Data extract Start Marker
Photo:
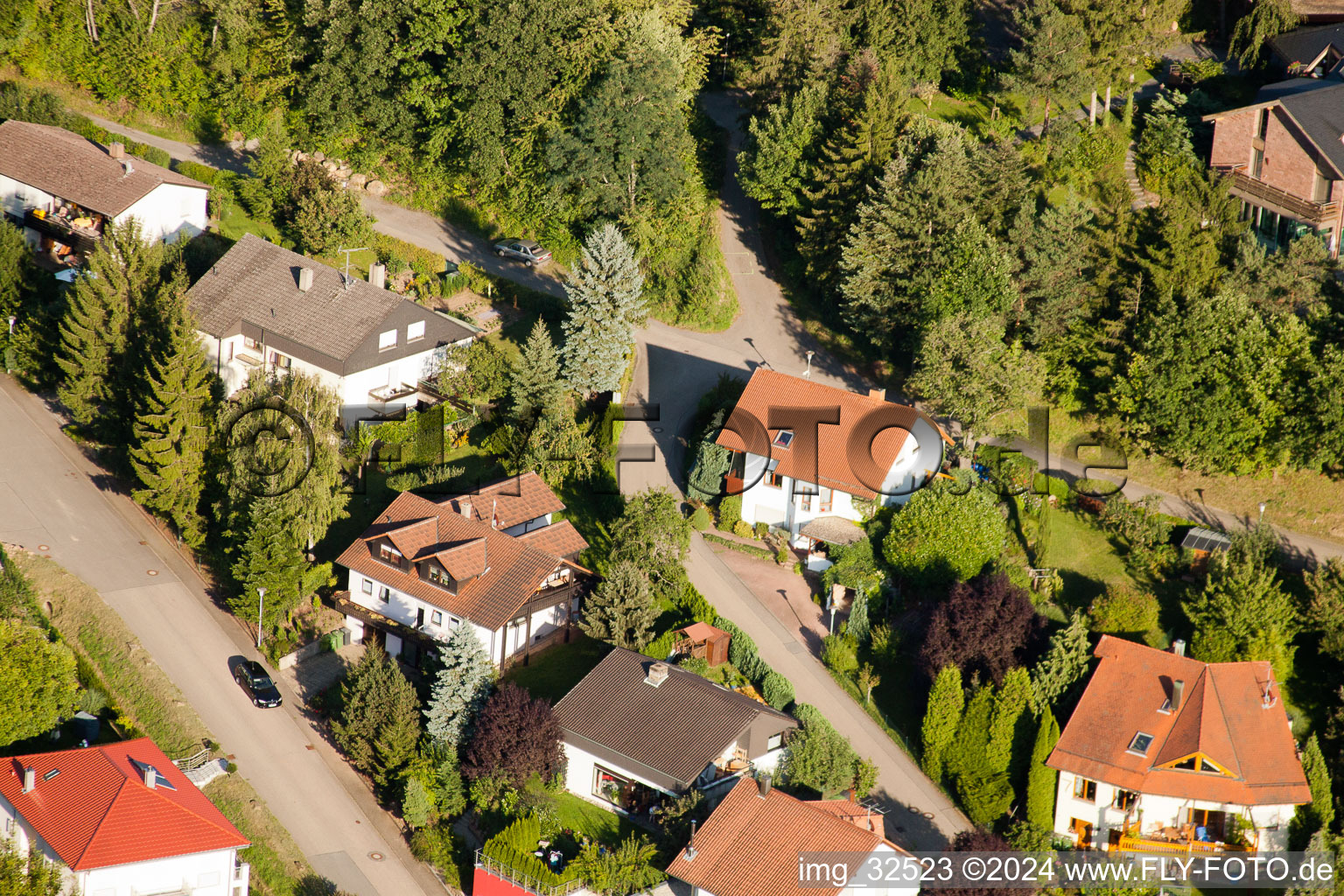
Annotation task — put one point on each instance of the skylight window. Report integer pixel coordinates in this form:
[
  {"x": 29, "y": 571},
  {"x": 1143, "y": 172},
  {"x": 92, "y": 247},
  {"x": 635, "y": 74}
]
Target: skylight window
[{"x": 1140, "y": 743}]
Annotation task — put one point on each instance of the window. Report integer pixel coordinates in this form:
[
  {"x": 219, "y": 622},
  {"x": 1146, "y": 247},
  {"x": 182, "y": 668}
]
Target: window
[{"x": 1140, "y": 743}]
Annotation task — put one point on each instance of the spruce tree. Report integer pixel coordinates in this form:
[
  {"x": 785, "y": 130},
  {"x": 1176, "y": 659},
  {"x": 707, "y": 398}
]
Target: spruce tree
[
  {"x": 606, "y": 304},
  {"x": 947, "y": 700},
  {"x": 175, "y": 424},
  {"x": 1040, "y": 778},
  {"x": 621, "y": 609},
  {"x": 536, "y": 386},
  {"x": 461, "y": 688}
]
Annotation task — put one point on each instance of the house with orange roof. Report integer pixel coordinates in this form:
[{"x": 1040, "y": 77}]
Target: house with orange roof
[
  {"x": 122, "y": 820},
  {"x": 1166, "y": 751},
  {"x": 812, "y": 458},
  {"x": 756, "y": 843},
  {"x": 492, "y": 559}
]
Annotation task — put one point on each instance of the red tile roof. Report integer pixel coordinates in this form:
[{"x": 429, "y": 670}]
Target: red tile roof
[
  {"x": 97, "y": 810},
  {"x": 518, "y": 499},
  {"x": 750, "y": 844},
  {"x": 1222, "y": 715},
  {"x": 464, "y": 546},
  {"x": 836, "y": 464}
]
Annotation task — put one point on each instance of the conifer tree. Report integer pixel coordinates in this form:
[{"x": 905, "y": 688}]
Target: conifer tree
[
  {"x": 175, "y": 424},
  {"x": 1040, "y": 778},
  {"x": 947, "y": 700},
  {"x": 461, "y": 688},
  {"x": 606, "y": 304}
]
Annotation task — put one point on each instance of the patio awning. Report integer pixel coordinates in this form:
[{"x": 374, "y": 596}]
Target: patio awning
[{"x": 834, "y": 529}]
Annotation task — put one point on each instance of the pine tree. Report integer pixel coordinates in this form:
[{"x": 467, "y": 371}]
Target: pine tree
[
  {"x": 1040, "y": 778},
  {"x": 536, "y": 384},
  {"x": 461, "y": 688},
  {"x": 606, "y": 304},
  {"x": 621, "y": 609},
  {"x": 1063, "y": 664},
  {"x": 173, "y": 424},
  {"x": 947, "y": 700}
]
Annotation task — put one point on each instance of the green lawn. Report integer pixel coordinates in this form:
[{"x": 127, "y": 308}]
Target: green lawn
[
  {"x": 601, "y": 825},
  {"x": 553, "y": 672}
]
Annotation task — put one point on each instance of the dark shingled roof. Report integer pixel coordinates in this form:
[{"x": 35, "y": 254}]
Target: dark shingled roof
[
  {"x": 255, "y": 290},
  {"x": 1318, "y": 107},
  {"x": 78, "y": 170},
  {"x": 675, "y": 730}
]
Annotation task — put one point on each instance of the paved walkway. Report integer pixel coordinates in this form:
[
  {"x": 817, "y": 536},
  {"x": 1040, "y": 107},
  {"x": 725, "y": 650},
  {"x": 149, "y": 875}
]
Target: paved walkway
[{"x": 50, "y": 494}]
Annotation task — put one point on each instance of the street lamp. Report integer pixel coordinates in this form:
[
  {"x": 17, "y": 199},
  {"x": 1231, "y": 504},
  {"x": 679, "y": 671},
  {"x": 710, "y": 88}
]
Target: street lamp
[{"x": 261, "y": 602}]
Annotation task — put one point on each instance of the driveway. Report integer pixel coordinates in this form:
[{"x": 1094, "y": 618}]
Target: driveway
[{"x": 54, "y": 501}]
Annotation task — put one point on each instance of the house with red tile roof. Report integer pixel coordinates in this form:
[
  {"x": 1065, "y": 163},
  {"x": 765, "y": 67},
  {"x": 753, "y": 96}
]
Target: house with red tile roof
[
  {"x": 752, "y": 840},
  {"x": 1164, "y": 748},
  {"x": 122, "y": 820},
  {"x": 810, "y": 458},
  {"x": 492, "y": 559}
]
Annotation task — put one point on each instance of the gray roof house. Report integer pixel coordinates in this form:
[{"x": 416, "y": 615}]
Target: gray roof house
[{"x": 266, "y": 308}]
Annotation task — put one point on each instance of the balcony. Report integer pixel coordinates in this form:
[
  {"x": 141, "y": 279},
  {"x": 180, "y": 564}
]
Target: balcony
[
  {"x": 82, "y": 240},
  {"x": 1260, "y": 192}
]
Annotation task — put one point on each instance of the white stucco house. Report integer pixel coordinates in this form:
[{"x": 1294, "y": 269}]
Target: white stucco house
[
  {"x": 637, "y": 730},
  {"x": 492, "y": 559},
  {"x": 759, "y": 843},
  {"x": 265, "y": 308},
  {"x": 122, "y": 820},
  {"x": 1164, "y": 750},
  {"x": 805, "y": 453},
  {"x": 63, "y": 188}
]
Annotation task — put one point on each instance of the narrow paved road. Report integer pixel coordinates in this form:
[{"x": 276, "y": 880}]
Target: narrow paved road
[{"x": 54, "y": 501}]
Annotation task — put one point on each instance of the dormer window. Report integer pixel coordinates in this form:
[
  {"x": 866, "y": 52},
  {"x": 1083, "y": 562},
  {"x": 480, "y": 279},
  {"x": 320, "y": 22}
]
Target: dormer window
[{"x": 1140, "y": 743}]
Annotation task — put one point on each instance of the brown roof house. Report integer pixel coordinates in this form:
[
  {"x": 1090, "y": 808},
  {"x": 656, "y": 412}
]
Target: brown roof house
[
  {"x": 1168, "y": 750},
  {"x": 425, "y": 567},
  {"x": 757, "y": 840},
  {"x": 63, "y": 188},
  {"x": 265, "y": 308},
  {"x": 804, "y": 453},
  {"x": 637, "y": 730}
]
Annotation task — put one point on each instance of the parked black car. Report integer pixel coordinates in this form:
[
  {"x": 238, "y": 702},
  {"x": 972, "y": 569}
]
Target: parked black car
[{"x": 252, "y": 677}]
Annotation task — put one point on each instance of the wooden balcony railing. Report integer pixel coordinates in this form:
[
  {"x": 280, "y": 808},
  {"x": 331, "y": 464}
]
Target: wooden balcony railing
[{"x": 1300, "y": 208}]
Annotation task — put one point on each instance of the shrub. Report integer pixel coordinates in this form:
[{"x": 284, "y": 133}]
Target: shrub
[
  {"x": 730, "y": 512},
  {"x": 839, "y": 653},
  {"x": 777, "y": 690}
]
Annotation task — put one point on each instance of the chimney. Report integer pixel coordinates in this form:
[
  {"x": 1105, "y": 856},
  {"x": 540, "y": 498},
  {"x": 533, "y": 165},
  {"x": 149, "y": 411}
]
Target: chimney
[{"x": 657, "y": 673}]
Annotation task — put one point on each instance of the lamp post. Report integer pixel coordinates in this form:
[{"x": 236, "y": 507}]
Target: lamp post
[{"x": 261, "y": 604}]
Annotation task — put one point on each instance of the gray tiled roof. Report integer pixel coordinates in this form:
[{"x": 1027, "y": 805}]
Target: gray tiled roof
[
  {"x": 335, "y": 326},
  {"x": 1318, "y": 107},
  {"x": 78, "y": 170}
]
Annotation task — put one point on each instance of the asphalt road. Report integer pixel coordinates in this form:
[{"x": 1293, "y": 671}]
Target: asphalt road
[{"x": 57, "y": 502}]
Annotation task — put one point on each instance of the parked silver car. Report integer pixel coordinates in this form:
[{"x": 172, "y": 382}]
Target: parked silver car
[{"x": 524, "y": 250}]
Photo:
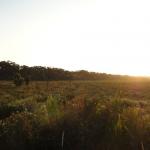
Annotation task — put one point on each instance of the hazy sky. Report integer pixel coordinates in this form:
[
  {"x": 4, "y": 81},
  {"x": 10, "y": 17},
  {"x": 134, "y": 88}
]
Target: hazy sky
[{"x": 110, "y": 36}]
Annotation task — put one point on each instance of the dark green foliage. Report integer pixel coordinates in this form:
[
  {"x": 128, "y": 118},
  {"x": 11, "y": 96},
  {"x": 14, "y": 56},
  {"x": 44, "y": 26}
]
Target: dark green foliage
[
  {"x": 91, "y": 115},
  {"x": 18, "y": 79},
  {"x": 38, "y": 73}
]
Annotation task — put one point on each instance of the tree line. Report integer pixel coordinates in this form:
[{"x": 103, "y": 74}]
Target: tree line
[{"x": 10, "y": 70}]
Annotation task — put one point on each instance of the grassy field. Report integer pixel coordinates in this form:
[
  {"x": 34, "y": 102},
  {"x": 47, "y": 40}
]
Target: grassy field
[{"x": 75, "y": 115}]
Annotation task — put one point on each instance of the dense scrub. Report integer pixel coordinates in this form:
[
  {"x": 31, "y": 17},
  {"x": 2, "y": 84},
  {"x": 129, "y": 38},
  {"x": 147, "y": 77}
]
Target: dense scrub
[{"x": 75, "y": 116}]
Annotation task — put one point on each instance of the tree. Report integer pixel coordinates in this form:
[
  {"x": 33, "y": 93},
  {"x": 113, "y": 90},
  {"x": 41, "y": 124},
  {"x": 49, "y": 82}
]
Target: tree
[{"x": 18, "y": 79}]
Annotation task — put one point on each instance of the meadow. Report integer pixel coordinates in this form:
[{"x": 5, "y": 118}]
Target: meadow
[{"x": 75, "y": 115}]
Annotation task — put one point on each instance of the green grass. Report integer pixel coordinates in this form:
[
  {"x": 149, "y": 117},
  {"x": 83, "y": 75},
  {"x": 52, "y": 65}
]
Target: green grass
[{"x": 92, "y": 115}]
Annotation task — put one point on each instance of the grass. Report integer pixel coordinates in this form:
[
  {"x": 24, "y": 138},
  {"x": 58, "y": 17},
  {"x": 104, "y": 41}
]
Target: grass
[{"x": 90, "y": 115}]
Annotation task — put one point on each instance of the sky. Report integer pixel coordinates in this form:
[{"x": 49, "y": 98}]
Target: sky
[{"x": 111, "y": 36}]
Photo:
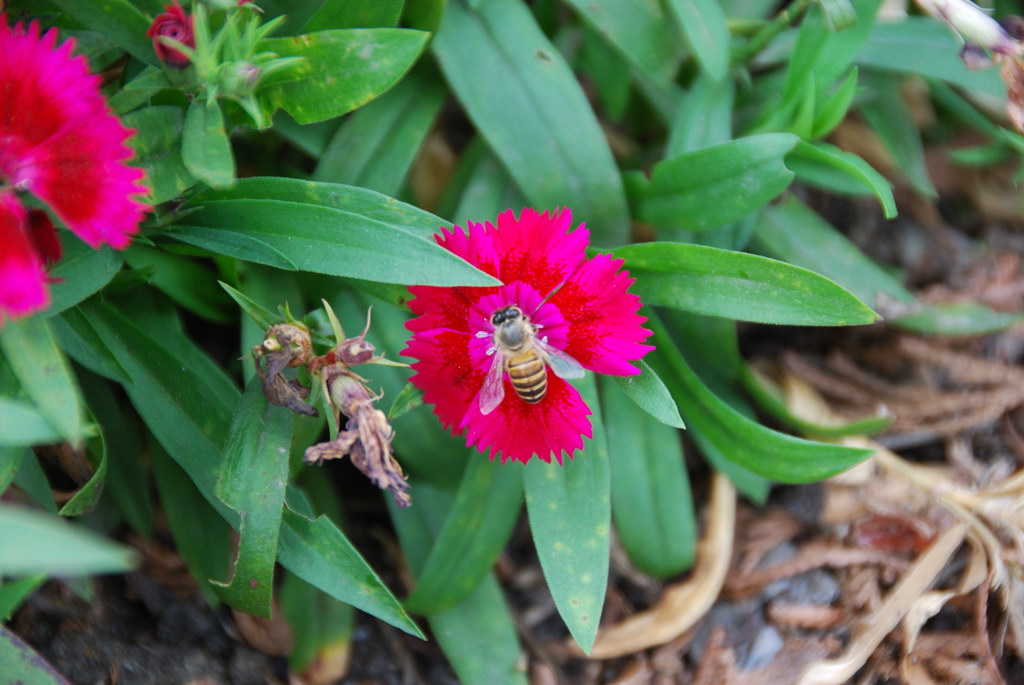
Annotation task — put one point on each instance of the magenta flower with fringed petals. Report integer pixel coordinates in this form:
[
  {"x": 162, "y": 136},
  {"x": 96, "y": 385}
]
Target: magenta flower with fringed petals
[
  {"x": 580, "y": 305},
  {"x": 58, "y": 142}
]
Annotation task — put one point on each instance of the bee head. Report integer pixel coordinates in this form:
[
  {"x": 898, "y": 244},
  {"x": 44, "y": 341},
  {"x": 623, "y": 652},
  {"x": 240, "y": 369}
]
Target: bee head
[{"x": 505, "y": 314}]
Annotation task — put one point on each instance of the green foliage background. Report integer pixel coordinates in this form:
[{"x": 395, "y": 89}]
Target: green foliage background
[{"x": 692, "y": 123}]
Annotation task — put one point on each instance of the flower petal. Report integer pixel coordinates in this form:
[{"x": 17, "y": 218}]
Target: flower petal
[
  {"x": 22, "y": 270},
  {"x": 61, "y": 143},
  {"x": 518, "y": 430}
]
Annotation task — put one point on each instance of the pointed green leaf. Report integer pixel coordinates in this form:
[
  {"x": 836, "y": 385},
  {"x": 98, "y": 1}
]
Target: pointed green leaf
[
  {"x": 702, "y": 25},
  {"x": 569, "y": 516},
  {"x": 765, "y": 452},
  {"x": 252, "y": 481},
  {"x": 81, "y": 272},
  {"x": 376, "y": 146},
  {"x": 637, "y": 29},
  {"x": 651, "y": 504},
  {"x": 321, "y": 554},
  {"x": 22, "y": 424},
  {"x": 88, "y": 494},
  {"x": 205, "y": 147},
  {"x": 44, "y": 375},
  {"x": 715, "y": 185},
  {"x": 739, "y": 286},
  {"x": 341, "y": 71},
  {"x": 159, "y": 152},
  {"x": 539, "y": 122},
  {"x": 648, "y": 392},
  {"x": 478, "y": 635},
  {"x": 328, "y": 228},
  {"x": 33, "y": 542},
  {"x": 477, "y": 528}
]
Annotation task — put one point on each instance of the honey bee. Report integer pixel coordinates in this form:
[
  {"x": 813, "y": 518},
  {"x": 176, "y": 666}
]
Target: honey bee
[{"x": 518, "y": 350}]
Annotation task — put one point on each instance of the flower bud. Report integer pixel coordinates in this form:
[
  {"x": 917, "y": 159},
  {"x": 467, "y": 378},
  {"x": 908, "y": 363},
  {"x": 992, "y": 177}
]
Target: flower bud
[
  {"x": 972, "y": 24},
  {"x": 172, "y": 23}
]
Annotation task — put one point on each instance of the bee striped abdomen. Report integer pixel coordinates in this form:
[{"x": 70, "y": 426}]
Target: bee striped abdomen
[{"x": 529, "y": 377}]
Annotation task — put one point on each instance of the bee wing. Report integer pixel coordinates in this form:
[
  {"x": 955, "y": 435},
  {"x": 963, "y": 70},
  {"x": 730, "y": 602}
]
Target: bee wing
[
  {"x": 560, "y": 362},
  {"x": 493, "y": 391}
]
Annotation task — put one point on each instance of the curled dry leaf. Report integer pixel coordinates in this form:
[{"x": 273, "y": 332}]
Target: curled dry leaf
[
  {"x": 898, "y": 602},
  {"x": 684, "y": 603}
]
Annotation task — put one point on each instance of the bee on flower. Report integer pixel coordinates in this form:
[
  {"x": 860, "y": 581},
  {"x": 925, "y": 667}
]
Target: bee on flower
[{"x": 496, "y": 361}]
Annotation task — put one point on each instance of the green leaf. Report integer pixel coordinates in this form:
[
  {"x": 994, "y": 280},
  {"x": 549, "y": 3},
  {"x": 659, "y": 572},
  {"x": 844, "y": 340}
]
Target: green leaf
[
  {"x": 348, "y": 14},
  {"x": 771, "y": 402},
  {"x": 765, "y": 452},
  {"x": 321, "y": 554},
  {"x": 31, "y": 480},
  {"x": 826, "y": 166},
  {"x": 569, "y": 516},
  {"x": 423, "y": 14},
  {"x": 252, "y": 482},
  {"x": 539, "y": 122},
  {"x": 84, "y": 501},
  {"x": 922, "y": 45},
  {"x": 478, "y": 636},
  {"x": 19, "y": 664},
  {"x": 822, "y": 53},
  {"x": 704, "y": 119},
  {"x": 22, "y": 424},
  {"x": 639, "y": 30},
  {"x": 36, "y": 543},
  {"x": 44, "y": 374},
  {"x": 81, "y": 272},
  {"x": 322, "y": 627},
  {"x": 713, "y": 186},
  {"x": 263, "y": 317},
  {"x": 482, "y": 186},
  {"x": 833, "y": 110},
  {"x": 702, "y": 24},
  {"x": 205, "y": 147},
  {"x": 342, "y": 70},
  {"x": 478, "y": 526},
  {"x": 183, "y": 397},
  {"x": 80, "y": 340},
  {"x": 117, "y": 20},
  {"x": 376, "y": 146},
  {"x": 10, "y": 462},
  {"x": 956, "y": 318},
  {"x": 158, "y": 151},
  {"x": 793, "y": 231},
  {"x": 735, "y": 285},
  {"x": 328, "y": 228},
  {"x": 648, "y": 392},
  {"x": 409, "y": 398},
  {"x": 839, "y": 13},
  {"x": 127, "y": 479},
  {"x": 12, "y": 593},
  {"x": 183, "y": 280},
  {"x": 890, "y": 116},
  {"x": 202, "y": 537},
  {"x": 651, "y": 504}
]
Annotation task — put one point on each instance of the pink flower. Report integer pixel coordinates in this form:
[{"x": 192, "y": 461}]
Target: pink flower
[
  {"x": 172, "y": 23},
  {"x": 577, "y": 311},
  {"x": 59, "y": 142}
]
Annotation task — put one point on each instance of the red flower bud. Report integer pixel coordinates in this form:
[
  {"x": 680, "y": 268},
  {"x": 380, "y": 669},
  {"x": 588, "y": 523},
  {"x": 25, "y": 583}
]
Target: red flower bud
[{"x": 172, "y": 23}]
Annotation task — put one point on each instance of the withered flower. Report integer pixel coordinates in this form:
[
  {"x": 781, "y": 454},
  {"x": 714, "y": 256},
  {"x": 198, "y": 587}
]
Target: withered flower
[
  {"x": 284, "y": 345},
  {"x": 368, "y": 435}
]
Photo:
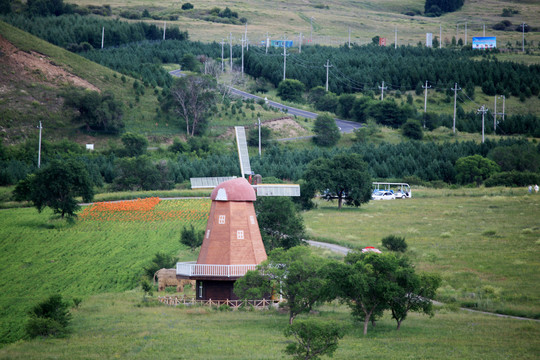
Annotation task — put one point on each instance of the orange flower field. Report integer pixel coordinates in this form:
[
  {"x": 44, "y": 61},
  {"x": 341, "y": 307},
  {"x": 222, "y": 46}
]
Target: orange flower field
[{"x": 149, "y": 209}]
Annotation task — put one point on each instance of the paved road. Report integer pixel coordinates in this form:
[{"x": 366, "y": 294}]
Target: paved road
[{"x": 344, "y": 125}]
Data extract End Marker
#### [Work instruction]
Give an exact copy of every line from the one holding "the paved road." through the end of the records, both included, and no other lines.

#### [Written solution]
Annotation task — put one point on each instance of the paved road. Report integer pixel coordinates in this form:
[{"x": 366, "y": 294}]
Target: paved road
[{"x": 344, "y": 125}]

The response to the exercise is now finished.